• [Dataset items]:
==========

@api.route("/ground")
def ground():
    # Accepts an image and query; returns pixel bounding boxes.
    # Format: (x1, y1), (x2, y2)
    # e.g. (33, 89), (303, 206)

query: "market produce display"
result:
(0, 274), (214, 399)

==========

Please print every row above again, unchanged, character for character.

• [Full output]:
@api.route("/ground")
def ground():
    # Accepts an image and query; returns pixel bounding boxes.
    # Format: (x1, y1), (x2, y2)
    # e.g. (33, 89), (303, 206)

query: "market produce display"
result:
(0, 274), (214, 399)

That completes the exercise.